▶ [TASK LIST]
1. Copy word for word the part of the MapLibre Native architecture passage starting at "1. The logical" and ending at "for iOS customers.".
2. Pick up the MapLibre Native architecture passage after its last sentence and write the next part.

▶ [READING TEXT]

══════════

Renderer coupled with OpenGL

The renderer component is tightly coupled to OpenGL ES. It uses OpenGL ES as its only preferred rendering backend. Furthermore, MapLibre Native does not have a clear separation between the following:

  1. The logical responsibility of rendering a map tile. This involves sourcing layers, applying styles, fetching glyphs and sprites for a map tile.

  2. Rendering a prepared map tile in a rendering loop for a graphics API such as OpenGL.

The current rendering loop is only implemented for OpenGL. In 2018, Apple deprecated OpenGL for both iOS 12 and macOS in favour of Metal. Metal is Apple's own 3D graphics API. MapLibre Native's sole dependency on OpenGL ES puts it in a risk of deprecation for iOS customers.

Lack of support for other map projections except Web Mercator

MapLibre Native supports Web Mercator (EPSG:3857) as its only supported projection. This fulfills most of the web and device map needs. At the time of writing, modern map renderers such as Google Maps and Mapbox GL offers 3D globe, conic, and rectangular projections too. At the time of writing, MapLibre Native renderer component does not have an architectural separation for supporting multiple projections and coordinate reference systems.

Inconsistency among platforms

Each MapLibre Native platform has a Map View and Map Renderer component. The inconsistency introduced due to differences in concurrency model and programming language is unavoidable. But from an abstractions point of view there are inconsistencies that can be mitigated:

  1. Map Configuration is modeled inside MapLibre Native Core, the shared cross platform codebase. Each platform creates its own configuration class and creates a shadow native object. The native configuration object is consistent across platforms but the platform specific configuration is not.

  2. MapLibre Native has a sister repository named MapLibre GL JS. At the time of writing, MapLibre GL JS does not share any code with MapLibre Native except shaders, the style specification, and render test fixtures. This creates a feature inconsistency across web and device experience for customers. The rendering architecture is also different between Web and Mobile. MapLibre GL JS currently uses WebGL through completely different implementations for Map, Style, Layers, Glyph, and TileWorker.

  3. MapLibre Rust is an experimental initiative to create a new MapLibre implementation in Rust, entirely based on WebGPU. At the time of writing, WebGPU is a young platform that exposes modern computer graphics capabilities, especially Direct3D 12, Metal, and Vulkan through a shared API. It has promise, but the API at the time of writing only supports ChromeOS, macOS, and Windows 10. Technically, it can be used with Android and iOS but these platforms do not provide out of the box support for it. This also has created a divergent experience for customers when it comes to using MapLibre Native.

Lack of documentation

Last but not the least, MapLibre Native suffers from a general lack of documentation. This includes current state of the code architecture, continuous integration and development, testing strategy, and a roadmap for future improvement. This document intends to address the first.

Recommendations

This document proposes the following component architecture for MapLibre Native to address the architectural shortcomings.


Figure 4: Proposed Architecture of MapLibre Native

Proposed architecture of MapLibre Native in Figure 4 addresses the aforementioned problems by:

Modular Rendering

Introducing modularized rendering through Unified Rendering Interface. Unified Rendering Interface component will be responsible for implementing different graphics API workers for any tile workers. Each of these rendering workers will use platform specific shaders. This document does not dive deep into how these shaders will be produced or orchestrated. The problem Unified Rendering Interface solves is architecturally drawing a boundary between

  1. The responsibility of rendering a map tile through GPU and,

  2. Gathering all layers necessary to render a map tile through tile workers.

══════════

▶ [Coordinate annotation records]
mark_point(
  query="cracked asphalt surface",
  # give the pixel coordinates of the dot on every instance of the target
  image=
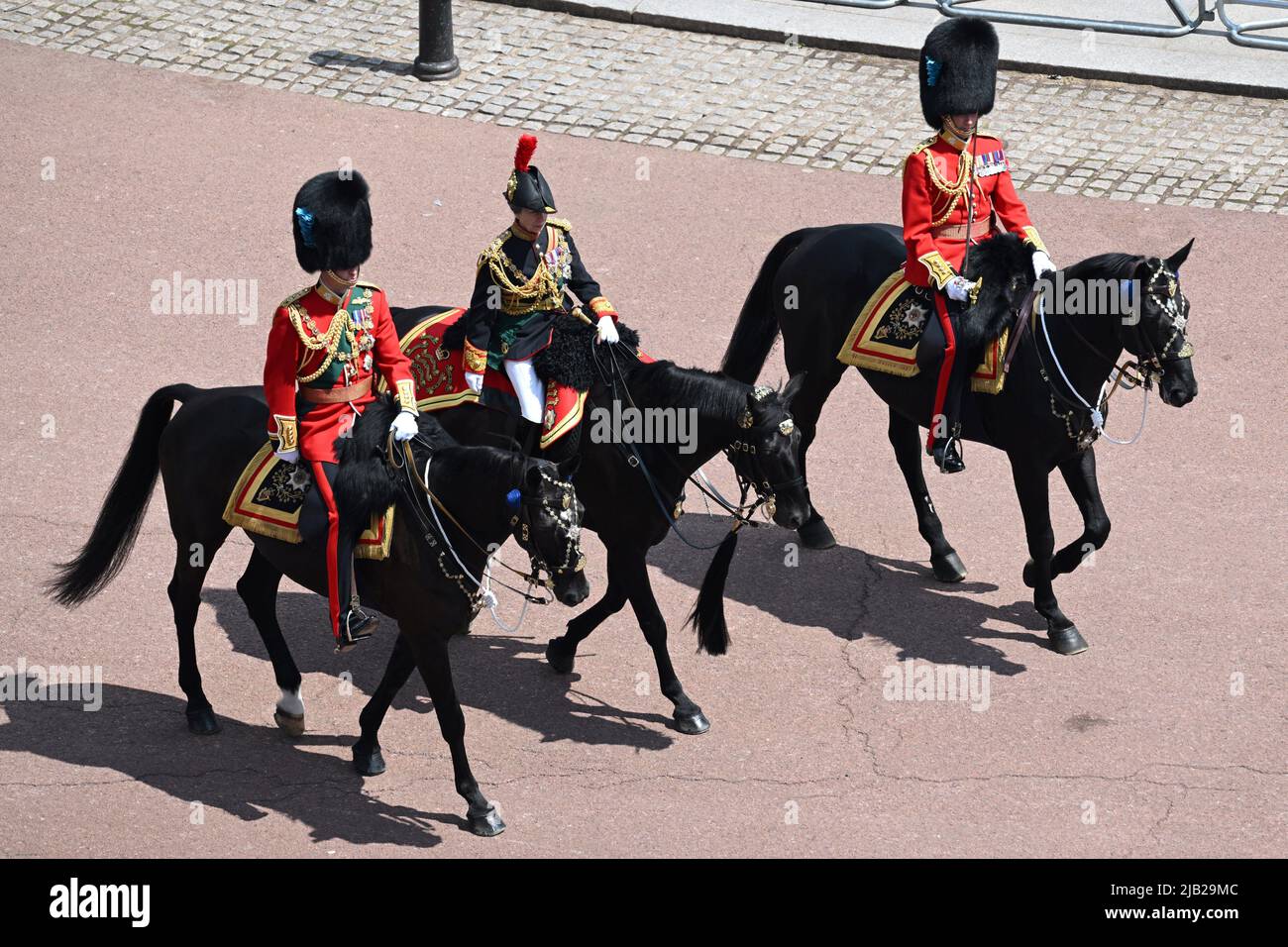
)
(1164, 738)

══════════

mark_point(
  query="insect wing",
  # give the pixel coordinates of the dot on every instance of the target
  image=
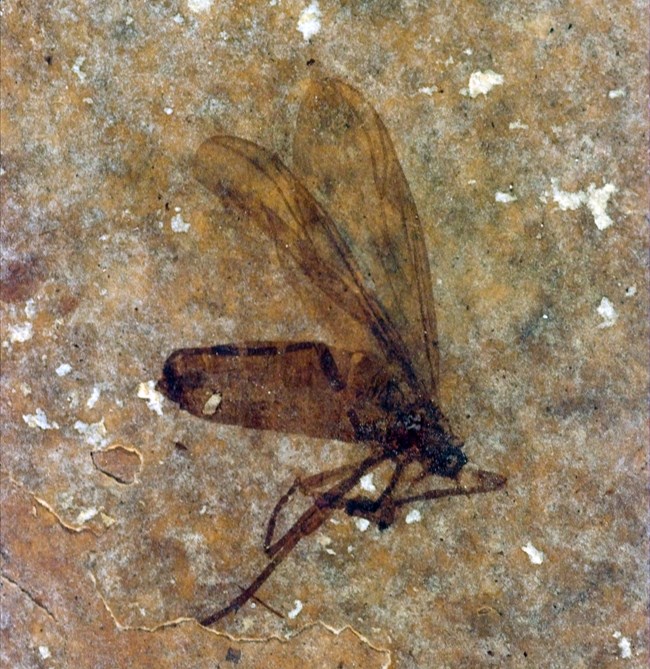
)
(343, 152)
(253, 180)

══════════

▶ [ANSWERS TO THE EXERCISES]
1.
1. The logical responsibility of rendering a map tile. This involves sourcing layers, applying styles, fetching glyphs and sprites for a map tile.

  2. Rendering a prepared map tile in a rendering loop for a graphics API such as OpenGL.

The current rendering loop is only implemented for OpenGL. In 2018, Apple deprecated OpenGL for both iOS 12 and macOS in favour of Metal. Metal is Apple's own 3D graphics API. MapLibre Native's sole dependency on OpenGL ES puts it in a risk of deprecation for iOS customers.

2.
Projector Component

Introducing a new component named Projector. A projector component is responsible for adding multiple projection and coordinate system support for map tiles. Projector will take the features to be rendered as an input and project the layer to a projection or coordinate reference system. Projected world coordinates will then be translated to native device coordinates.

One example of introducing new component is supporting 3D maps in the future. This could mean rendering map tiles on a spherical globe instead of a flat 3D plane. At the time of writing MapLibre Native supports 2.5D extrusion for buildings and terrain tiles. Supporting confidential datums like GCJ-02 can also be achieved through this.

Future Convergence with WebGPU

This document acknowledges the value proposition Rust brings. At the time of writing, MapLibre Native Core is written in C++. Albeit written in C++, MapLibre Native code relies on immutable message passing between renderer and tile workers. Private functions also follow the C++ move semantics. This means, each private function takes ownership of the arguments passed to the function by copying it to a new memory.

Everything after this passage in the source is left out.